* _RECORDED INFORMATION_
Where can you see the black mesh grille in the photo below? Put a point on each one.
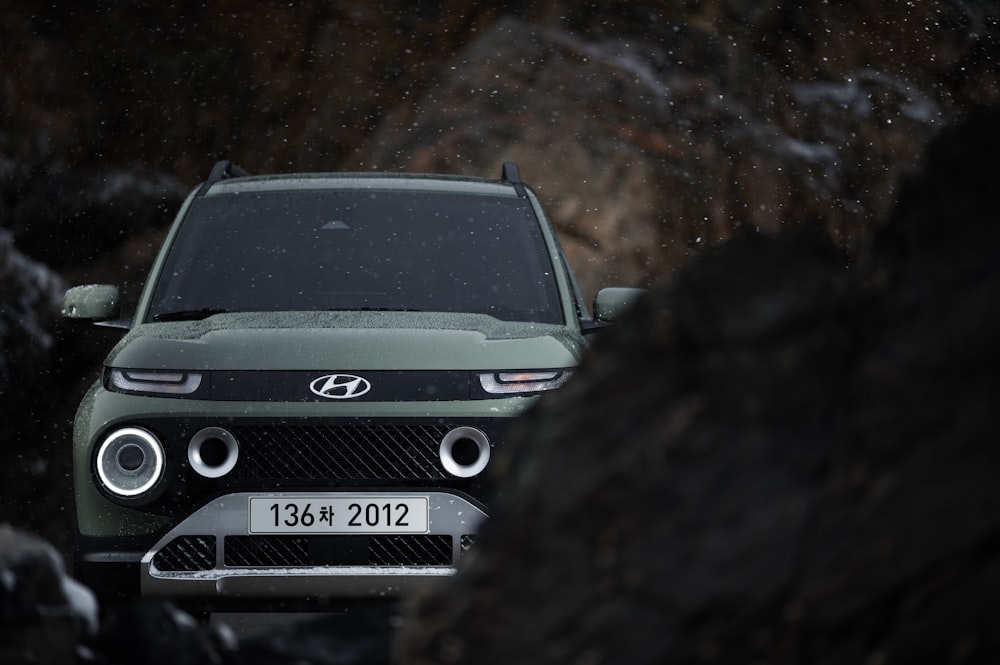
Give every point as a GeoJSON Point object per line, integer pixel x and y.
{"type": "Point", "coordinates": [263, 552]}
{"type": "Point", "coordinates": [290, 551]}
{"type": "Point", "coordinates": [339, 452]}
{"type": "Point", "coordinates": [186, 554]}
{"type": "Point", "coordinates": [410, 550]}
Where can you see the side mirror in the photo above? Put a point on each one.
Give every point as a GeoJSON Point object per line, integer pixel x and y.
{"type": "Point", "coordinates": [610, 303]}
{"type": "Point", "coordinates": [93, 302]}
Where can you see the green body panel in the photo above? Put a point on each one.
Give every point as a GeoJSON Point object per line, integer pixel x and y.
{"type": "Point", "coordinates": [346, 341]}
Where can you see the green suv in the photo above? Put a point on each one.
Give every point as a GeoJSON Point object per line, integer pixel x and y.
{"type": "Point", "coordinates": [315, 379]}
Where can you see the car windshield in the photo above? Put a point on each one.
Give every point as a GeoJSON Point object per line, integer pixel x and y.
{"type": "Point", "coordinates": [358, 250]}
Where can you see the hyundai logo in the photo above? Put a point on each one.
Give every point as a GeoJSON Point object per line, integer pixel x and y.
{"type": "Point", "coordinates": [340, 386]}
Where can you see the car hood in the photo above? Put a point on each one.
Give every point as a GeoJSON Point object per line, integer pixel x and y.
{"type": "Point", "coordinates": [347, 341]}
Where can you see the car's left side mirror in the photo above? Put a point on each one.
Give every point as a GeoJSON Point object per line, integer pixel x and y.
{"type": "Point", "coordinates": [611, 302]}
{"type": "Point", "coordinates": [93, 302]}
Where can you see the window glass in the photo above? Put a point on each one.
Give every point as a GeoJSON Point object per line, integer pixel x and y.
{"type": "Point", "coordinates": [339, 250]}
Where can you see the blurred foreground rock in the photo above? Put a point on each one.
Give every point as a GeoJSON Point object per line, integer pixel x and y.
{"type": "Point", "coordinates": [44, 614]}
{"type": "Point", "coordinates": [781, 460]}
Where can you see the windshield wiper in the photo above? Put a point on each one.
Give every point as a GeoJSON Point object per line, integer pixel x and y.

* _WHAT TO DO_
Starting at the line that contains "Where can you see the windshield" and continuing to the end of the data, rewrite those lines with "windshield wiper" changed to "rear bumper" and everything else left as it is.

* _THE RESULT_
Where can you see the rear bumper in the photo above? Put a point on each one.
Give every point as a GeoJSON Point object per line, integer pixel x and y.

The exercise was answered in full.